_Supplied material_
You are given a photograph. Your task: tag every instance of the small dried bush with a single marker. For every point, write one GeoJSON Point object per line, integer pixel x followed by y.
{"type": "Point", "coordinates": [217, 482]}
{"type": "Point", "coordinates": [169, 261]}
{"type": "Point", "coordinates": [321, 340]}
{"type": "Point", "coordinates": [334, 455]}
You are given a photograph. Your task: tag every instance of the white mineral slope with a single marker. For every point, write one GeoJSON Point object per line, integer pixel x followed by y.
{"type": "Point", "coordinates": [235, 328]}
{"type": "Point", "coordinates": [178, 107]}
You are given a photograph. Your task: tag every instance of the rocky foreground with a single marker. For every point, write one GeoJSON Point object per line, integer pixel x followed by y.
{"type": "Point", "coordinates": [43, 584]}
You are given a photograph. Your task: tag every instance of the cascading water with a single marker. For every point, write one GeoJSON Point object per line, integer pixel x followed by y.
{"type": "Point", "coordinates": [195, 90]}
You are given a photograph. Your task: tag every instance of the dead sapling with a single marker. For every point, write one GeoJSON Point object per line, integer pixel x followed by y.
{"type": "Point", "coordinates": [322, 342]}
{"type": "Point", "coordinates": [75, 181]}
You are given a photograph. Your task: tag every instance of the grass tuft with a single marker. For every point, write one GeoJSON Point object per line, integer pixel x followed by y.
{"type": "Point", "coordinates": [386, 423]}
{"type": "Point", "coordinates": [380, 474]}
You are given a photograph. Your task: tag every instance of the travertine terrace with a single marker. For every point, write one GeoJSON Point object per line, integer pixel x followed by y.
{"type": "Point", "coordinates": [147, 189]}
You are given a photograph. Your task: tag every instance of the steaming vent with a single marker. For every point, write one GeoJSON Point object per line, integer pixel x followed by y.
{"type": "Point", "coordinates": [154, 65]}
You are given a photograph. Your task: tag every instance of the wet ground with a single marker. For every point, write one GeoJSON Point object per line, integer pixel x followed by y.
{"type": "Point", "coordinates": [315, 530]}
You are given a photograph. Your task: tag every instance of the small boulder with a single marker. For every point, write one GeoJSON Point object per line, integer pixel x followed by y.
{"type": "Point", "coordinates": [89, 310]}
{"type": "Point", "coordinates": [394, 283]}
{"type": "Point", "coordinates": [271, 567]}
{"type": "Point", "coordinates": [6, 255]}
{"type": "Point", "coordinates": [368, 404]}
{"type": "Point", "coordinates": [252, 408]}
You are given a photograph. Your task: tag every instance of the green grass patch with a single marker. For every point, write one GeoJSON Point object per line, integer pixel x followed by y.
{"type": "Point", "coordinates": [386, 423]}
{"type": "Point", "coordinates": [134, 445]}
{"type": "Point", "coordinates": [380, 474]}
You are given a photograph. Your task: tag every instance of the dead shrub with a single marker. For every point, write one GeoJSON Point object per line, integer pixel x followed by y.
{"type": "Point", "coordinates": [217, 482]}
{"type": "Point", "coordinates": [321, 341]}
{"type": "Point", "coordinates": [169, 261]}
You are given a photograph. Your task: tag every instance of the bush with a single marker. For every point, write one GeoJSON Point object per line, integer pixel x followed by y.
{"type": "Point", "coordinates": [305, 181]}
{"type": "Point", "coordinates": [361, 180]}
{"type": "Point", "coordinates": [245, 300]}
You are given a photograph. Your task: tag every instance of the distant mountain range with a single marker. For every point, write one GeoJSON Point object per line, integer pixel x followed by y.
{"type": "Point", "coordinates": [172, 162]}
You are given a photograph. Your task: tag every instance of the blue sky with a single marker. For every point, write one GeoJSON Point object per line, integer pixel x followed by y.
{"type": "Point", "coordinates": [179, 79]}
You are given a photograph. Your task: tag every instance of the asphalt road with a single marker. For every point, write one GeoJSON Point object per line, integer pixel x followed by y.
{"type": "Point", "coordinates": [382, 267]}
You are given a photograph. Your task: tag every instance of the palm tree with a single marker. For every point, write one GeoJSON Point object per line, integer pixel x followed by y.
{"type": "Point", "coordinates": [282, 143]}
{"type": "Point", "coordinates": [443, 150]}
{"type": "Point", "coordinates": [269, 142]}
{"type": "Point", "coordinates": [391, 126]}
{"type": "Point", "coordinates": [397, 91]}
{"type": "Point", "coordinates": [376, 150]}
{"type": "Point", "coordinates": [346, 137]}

_Short exercise_
Give the lines exactly as they stand, from the line with "of the blue" through the end of the material.

_Task output_
You are given a photograph. Your task: tag every instance of the blue sky with a single marker. For every point, write one GeoJSON Point object per line, integer pixel x followed by y.
{"type": "Point", "coordinates": [179, 79]}
You are given a photograph. Your task: tag every instance of the asphalt road with a single marker. For every point, write one GeoJSON Point object per line, integer pixel x followed by y.
{"type": "Point", "coordinates": [382, 267]}
You are given a photograph. Your task: tag every instance of the palm tree with a single marker. For every point, write one GeoJSON Point object per line, integer pixel x followed by y.
{"type": "Point", "coordinates": [282, 143]}
{"type": "Point", "coordinates": [443, 150]}
{"type": "Point", "coordinates": [269, 142]}
{"type": "Point", "coordinates": [391, 126]}
{"type": "Point", "coordinates": [397, 91]}
{"type": "Point", "coordinates": [376, 150]}
{"type": "Point", "coordinates": [346, 137]}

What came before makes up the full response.